• About this exercise:
Leave the pictures behind and repeat all the entries exactly.

• Records to use:
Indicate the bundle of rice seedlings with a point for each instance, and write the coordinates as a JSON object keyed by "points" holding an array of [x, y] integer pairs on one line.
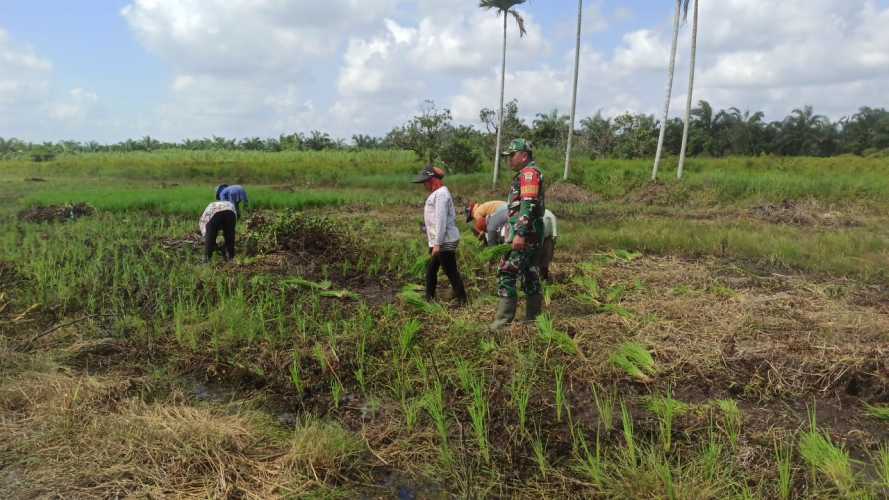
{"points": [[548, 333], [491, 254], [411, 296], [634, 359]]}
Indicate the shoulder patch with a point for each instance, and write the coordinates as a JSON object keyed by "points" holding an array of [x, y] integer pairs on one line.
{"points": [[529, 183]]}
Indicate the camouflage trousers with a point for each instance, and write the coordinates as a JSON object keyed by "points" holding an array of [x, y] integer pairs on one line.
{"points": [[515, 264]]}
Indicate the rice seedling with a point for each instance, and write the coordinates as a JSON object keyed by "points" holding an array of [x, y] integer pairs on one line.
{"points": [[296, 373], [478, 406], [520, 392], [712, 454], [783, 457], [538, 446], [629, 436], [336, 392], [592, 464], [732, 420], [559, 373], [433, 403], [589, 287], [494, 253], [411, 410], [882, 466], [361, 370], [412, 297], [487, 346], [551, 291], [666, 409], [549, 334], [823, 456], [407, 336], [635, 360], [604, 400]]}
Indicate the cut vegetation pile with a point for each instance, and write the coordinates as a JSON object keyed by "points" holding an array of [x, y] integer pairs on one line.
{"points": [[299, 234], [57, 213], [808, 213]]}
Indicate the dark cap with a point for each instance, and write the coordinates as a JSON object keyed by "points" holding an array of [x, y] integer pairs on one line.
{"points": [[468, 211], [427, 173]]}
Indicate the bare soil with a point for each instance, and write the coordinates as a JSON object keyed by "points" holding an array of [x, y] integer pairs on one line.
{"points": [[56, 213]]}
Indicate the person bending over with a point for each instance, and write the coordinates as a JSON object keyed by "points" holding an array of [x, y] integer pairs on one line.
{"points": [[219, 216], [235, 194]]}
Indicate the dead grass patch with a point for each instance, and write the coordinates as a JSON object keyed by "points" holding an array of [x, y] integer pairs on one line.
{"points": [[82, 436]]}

• Solution to the exercise:
Indicate the bundle of rice seedlings with a point for each instance, and write the coordinates as a JSON object keyed by "points" holding an array of [x, y] integer pairs on one line.
{"points": [[548, 333], [491, 254], [411, 296], [634, 359]]}
Indicate the shoulder patch with a point for each instance, and write the coordinates as a JSON object keyed by "points" holding an array of [x, y] integer pairs on one line.
{"points": [[529, 183]]}
Indicate the camouflage trousers with a point for each instance, and write the coordinates as a JSON object keyed by "points" holding an array of [x, y] integer pairs on one line.
{"points": [[515, 264]]}
Indicate the rice seedling with a point for each instance, and write the coordinates as a JSON object keyed by "points" holding an array of [x, y] integer pairs on one line.
{"points": [[296, 373], [478, 406], [520, 392], [712, 454], [783, 457], [538, 446], [629, 436], [336, 392], [592, 464], [732, 420], [559, 373], [433, 403], [589, 287], [494, 253], [411, 410], [882, 466], [361, 370], [412, 297], [487, 346], [551, 291], [666, 409], [549, 334], [823, 456], [407, 336], [635, 360], [604, 400]]}
Indicate the cut vegetation pile with a point for each instance, and write the coordinates as a JSON object keyed by "points" holding an array of [x, y] integer pairs on one line.
{"points": [[299, 234], [57, 213], [808, 213]]}
Indicate the dark cap with a point for each instance, and write the coordinates as a JSON object keyed by "points" holding an array of [x, y] integer pairs on one line.
{"points": [[468, 211], [427, 173]]}
Indicate the bare soil with a point for each instance, and write the coordinates as a JSON object keyed by "points" holding an array of [x, y] integer pairs on one line.
{"points": [[56, 213]]}
Indicate the person bending over with a point for each instance, and write the coordinates as a JSON object keyed by "points" holding an array of [x, y] integer pairs on one line.
{"points": [[219, 216], [235, 194]]}
Indicate the dead grass patch with a point for each instance, and write the coordinates as a JSON object keyed by "points" holding an array of [x, y] integer pairs on one line.
{"points": [[82, 436]]}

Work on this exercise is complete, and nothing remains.